> **Task objective**
In the response, the entries must appear exactly as supplied.

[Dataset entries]
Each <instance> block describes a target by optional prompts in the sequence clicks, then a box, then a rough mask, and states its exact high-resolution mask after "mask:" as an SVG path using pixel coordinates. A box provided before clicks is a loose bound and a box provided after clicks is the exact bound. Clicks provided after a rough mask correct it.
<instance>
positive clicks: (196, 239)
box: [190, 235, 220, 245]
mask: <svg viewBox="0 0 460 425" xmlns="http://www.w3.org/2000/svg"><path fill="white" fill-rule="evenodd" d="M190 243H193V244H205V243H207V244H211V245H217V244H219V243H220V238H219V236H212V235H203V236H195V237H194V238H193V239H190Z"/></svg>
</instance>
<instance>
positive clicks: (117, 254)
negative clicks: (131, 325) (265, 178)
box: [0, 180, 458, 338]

> **Written answer**
Each <instance> block describes a target by optional prompts in the sequence clicks, then a box, then a rough mask, and states its exact high-resolution mask after "mask:" as an SVG path using pixel coordinates. A box provided before clicks is a loose bound and a box provided after clicks is the exact bound. Clicks provided after a rough mask correct it.
<instance>
positive clicks: (196, 239)
box: [190, 235, 220, 245]
mask: <svg viewBox="0 0 460 425" xmlns="http://www.w3.org/2000/svg"><path fill="white" fill-rule="evenodd" d="M190 243H193V244H205V243H207V244H211V245H217V244H219V243H220V238H219V236H212V235H203V236H195V237H194V238H193V239H190Z"/></svg>
</instance>
<instance>
positive clicks: (117, 254)
negative clicks: (131, 325) (265, 178)
box: [0, 180, 458, 338]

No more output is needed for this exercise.